* _TASK INSTRUCTIONS_: Please gather every line in the data below that contains the word "window", and copy each one.

* _RECORDS SHOWN_:
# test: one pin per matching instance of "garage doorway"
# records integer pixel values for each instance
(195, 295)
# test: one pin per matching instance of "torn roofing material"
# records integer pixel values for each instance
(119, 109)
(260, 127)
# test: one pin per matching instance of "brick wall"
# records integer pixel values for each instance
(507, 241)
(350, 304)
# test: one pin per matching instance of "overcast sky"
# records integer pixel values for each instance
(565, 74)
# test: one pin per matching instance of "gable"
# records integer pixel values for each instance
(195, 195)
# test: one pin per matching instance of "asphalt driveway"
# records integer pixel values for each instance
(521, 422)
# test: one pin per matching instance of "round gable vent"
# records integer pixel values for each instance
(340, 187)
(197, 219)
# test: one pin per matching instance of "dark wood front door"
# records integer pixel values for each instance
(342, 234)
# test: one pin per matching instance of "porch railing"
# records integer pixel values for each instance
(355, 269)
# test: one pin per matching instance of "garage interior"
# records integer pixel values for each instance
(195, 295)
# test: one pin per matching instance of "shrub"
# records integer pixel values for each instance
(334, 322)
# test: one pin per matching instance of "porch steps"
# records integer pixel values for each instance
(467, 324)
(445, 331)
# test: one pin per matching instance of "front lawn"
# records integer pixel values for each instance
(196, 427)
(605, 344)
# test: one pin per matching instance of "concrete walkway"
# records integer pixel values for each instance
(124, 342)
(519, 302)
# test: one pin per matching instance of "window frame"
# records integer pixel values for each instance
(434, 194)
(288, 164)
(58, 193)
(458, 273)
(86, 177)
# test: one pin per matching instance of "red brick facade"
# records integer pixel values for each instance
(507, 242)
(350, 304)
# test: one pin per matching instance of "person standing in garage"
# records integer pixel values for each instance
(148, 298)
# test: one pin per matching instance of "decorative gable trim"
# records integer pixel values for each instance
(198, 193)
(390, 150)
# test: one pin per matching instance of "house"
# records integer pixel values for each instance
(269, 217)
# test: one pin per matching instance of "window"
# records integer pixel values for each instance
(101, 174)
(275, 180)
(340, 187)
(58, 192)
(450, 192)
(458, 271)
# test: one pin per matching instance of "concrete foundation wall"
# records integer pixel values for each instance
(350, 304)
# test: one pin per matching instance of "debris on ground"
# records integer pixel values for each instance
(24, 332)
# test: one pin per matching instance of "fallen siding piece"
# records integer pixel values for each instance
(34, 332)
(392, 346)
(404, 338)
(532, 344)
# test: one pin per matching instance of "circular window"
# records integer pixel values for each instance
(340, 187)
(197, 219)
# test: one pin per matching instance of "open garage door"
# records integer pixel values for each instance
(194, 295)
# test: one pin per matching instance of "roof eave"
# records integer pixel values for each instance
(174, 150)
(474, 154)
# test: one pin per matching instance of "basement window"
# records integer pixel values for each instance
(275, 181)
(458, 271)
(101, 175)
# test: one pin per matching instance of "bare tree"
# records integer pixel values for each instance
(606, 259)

* _ANSWER TO THIS PROBLEM_:
# test: one pin per matching instance of "window frame"
# test: one pin per matching instance of "window"
# test: one pin per matching instance of "circular window"
# test: one pin per matching instance of "basement window"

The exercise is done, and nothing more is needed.